**Exercise**
Reproduce verbatim the lines of the material below, everything from the line containing "Please place a point on the dark" down to the line containing "column 352, row 402", with both of those lines included.

[Start of Material for this task]

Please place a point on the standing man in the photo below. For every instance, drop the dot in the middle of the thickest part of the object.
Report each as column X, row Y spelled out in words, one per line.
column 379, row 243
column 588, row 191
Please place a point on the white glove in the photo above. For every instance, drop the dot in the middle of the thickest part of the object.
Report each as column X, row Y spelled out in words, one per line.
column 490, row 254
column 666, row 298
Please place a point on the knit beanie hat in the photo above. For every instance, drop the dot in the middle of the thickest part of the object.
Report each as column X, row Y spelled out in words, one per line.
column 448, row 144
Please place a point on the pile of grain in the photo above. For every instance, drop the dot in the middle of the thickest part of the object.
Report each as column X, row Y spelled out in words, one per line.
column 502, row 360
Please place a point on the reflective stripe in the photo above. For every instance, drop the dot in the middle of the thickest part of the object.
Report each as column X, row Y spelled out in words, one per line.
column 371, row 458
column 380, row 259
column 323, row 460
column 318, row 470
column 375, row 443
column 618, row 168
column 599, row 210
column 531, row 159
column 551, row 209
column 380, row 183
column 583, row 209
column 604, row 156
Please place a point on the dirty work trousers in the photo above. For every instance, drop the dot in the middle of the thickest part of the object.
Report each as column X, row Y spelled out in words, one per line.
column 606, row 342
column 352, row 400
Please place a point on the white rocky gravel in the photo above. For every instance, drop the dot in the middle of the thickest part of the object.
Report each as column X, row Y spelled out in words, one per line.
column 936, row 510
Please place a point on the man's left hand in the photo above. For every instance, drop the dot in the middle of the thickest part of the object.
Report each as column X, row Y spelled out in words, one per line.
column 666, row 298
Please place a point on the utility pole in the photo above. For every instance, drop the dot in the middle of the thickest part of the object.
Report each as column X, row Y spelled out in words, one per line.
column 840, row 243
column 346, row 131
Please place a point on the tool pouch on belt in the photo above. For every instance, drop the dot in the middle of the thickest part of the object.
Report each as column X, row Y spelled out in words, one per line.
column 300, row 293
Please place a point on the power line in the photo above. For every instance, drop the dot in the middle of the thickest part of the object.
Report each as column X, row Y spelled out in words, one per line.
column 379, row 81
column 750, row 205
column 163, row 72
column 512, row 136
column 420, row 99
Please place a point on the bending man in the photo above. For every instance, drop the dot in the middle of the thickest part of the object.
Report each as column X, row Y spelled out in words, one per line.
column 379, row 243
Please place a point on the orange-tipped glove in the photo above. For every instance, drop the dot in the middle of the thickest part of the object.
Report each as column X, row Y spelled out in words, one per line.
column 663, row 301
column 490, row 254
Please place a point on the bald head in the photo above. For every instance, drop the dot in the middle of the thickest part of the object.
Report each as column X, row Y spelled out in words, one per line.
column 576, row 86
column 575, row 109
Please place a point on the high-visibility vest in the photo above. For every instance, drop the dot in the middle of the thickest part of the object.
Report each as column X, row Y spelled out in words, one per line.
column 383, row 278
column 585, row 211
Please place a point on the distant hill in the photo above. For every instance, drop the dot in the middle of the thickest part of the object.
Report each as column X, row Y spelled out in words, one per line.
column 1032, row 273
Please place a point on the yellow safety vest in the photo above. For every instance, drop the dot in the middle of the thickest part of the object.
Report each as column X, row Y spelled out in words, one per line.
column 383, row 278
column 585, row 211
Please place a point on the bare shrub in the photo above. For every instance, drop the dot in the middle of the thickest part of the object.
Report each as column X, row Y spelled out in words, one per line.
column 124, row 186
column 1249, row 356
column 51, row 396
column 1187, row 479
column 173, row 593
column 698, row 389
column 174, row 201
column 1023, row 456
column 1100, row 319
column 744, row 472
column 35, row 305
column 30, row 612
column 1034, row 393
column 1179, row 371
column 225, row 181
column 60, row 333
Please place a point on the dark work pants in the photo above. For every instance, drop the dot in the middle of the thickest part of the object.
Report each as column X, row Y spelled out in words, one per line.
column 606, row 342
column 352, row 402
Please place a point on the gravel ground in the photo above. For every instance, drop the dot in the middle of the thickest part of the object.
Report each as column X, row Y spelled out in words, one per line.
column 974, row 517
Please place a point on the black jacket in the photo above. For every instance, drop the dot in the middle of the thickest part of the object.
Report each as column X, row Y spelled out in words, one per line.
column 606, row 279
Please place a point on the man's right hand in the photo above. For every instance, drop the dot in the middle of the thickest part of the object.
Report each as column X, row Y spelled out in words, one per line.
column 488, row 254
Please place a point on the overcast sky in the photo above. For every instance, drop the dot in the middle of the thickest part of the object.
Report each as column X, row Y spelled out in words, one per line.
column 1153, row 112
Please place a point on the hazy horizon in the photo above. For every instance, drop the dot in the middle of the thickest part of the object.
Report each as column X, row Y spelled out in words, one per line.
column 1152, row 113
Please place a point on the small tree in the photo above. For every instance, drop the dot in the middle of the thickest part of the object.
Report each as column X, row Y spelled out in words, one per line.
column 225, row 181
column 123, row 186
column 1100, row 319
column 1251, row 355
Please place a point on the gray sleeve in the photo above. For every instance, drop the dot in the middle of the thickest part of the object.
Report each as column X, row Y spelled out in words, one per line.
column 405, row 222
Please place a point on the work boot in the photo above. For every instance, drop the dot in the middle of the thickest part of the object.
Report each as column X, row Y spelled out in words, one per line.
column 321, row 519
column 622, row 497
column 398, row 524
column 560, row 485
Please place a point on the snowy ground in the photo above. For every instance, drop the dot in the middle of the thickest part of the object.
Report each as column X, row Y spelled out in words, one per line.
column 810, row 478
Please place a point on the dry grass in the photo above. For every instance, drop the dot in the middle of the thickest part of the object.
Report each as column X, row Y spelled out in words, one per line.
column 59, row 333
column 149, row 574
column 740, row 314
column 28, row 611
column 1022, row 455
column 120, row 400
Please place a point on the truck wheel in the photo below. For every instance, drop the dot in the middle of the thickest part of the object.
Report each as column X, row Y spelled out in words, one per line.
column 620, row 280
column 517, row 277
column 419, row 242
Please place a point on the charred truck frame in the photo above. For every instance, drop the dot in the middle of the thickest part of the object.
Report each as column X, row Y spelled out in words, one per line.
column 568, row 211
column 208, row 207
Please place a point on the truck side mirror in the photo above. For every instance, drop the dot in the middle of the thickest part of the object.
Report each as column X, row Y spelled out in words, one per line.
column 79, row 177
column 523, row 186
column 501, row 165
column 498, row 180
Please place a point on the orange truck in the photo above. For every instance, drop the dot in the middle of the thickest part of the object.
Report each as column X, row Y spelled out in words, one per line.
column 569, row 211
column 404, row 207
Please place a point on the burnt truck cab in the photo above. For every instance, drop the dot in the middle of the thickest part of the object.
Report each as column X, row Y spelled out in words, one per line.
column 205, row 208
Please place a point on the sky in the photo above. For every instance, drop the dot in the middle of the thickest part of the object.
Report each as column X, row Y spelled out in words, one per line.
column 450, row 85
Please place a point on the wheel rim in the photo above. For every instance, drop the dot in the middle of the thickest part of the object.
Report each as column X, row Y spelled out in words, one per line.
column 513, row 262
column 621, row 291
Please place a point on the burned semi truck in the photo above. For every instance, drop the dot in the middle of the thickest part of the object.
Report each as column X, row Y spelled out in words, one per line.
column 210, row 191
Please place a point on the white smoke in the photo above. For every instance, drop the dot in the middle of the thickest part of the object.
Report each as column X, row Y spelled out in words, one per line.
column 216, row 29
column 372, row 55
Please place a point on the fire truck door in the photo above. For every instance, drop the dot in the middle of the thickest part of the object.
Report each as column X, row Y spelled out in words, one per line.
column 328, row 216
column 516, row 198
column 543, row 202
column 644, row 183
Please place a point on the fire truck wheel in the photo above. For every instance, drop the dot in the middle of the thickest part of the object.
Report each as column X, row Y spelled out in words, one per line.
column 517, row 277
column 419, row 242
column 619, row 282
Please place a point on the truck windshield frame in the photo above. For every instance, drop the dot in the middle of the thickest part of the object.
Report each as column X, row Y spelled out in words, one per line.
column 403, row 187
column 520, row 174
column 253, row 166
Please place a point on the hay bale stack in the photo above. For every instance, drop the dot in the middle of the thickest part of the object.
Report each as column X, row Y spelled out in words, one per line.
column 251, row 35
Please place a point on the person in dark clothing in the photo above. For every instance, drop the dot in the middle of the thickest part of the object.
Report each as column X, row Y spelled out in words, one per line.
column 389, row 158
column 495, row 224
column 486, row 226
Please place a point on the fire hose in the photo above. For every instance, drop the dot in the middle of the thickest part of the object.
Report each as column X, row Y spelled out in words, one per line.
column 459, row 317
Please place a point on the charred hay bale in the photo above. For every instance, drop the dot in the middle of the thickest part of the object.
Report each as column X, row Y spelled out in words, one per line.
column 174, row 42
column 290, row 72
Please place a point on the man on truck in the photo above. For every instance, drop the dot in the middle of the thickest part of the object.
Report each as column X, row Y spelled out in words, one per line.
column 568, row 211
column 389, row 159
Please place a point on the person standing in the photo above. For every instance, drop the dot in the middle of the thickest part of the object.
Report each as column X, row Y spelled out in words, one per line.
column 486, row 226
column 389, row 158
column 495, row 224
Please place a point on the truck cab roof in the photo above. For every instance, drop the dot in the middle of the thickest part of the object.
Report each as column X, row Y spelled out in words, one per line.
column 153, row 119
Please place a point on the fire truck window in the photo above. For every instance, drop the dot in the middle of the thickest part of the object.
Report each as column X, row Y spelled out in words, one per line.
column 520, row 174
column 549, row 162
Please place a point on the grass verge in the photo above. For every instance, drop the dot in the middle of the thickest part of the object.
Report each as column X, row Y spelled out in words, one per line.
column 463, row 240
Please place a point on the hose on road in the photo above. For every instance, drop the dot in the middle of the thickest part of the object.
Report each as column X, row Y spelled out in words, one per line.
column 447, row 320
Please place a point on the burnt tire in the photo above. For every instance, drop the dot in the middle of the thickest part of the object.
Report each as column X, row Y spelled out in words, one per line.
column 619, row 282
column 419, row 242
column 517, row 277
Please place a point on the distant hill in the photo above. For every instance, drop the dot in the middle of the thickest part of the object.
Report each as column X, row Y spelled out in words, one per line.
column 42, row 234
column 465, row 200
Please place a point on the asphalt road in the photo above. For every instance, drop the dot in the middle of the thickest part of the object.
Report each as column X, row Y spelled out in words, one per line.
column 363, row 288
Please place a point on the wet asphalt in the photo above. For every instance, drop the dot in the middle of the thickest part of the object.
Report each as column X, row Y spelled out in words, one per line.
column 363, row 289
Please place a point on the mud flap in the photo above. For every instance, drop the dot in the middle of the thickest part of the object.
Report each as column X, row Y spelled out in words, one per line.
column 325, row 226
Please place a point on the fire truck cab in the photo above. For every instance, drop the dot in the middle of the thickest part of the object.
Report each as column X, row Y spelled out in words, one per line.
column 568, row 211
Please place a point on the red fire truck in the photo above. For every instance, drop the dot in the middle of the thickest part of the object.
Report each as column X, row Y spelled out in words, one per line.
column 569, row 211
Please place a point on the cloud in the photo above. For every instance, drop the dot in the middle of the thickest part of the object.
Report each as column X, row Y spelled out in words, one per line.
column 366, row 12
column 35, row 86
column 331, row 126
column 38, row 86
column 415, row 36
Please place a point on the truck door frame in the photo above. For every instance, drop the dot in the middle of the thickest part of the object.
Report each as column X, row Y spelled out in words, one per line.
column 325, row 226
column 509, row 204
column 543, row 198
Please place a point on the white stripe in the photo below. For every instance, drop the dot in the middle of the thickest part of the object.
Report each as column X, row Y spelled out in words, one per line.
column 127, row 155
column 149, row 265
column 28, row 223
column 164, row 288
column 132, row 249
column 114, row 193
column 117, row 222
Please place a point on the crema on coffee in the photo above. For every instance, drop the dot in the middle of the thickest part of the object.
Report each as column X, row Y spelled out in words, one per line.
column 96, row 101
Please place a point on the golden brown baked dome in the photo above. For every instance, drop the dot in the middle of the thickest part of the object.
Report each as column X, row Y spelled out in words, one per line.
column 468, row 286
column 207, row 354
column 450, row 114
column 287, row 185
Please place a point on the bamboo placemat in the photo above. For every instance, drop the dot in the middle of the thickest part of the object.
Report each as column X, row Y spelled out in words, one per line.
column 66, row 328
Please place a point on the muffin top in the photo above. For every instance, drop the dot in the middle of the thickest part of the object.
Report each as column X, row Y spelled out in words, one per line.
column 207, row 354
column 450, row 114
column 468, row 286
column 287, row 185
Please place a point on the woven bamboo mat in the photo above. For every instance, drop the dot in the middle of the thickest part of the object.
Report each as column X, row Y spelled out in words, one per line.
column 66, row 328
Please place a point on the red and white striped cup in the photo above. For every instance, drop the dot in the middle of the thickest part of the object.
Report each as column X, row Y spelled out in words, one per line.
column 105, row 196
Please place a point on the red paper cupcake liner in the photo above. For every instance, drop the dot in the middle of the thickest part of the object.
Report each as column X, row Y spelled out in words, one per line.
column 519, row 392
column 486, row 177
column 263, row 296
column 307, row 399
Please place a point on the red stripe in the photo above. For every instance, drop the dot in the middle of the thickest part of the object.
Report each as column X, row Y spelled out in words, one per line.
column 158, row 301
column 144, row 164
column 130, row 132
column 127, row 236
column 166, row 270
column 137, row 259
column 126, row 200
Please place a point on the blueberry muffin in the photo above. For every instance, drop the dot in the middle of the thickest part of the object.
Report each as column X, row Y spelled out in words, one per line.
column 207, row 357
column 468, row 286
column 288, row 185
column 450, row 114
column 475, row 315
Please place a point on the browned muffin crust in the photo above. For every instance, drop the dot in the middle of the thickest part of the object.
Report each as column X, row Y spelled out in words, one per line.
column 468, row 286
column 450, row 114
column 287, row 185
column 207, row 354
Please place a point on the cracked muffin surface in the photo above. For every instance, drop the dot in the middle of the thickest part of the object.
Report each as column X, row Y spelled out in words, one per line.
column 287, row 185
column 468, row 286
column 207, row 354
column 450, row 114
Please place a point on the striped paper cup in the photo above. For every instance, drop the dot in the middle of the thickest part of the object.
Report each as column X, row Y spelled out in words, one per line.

[End of Material for this task]

**Task response**
Please place a point on the dark work pants in the photo above. For every instance, drop the dot in the middle of the thickest part of the object.
Report each as column X, row Y spelled out in words, one per line.
column 606, row 342
column 352, row 402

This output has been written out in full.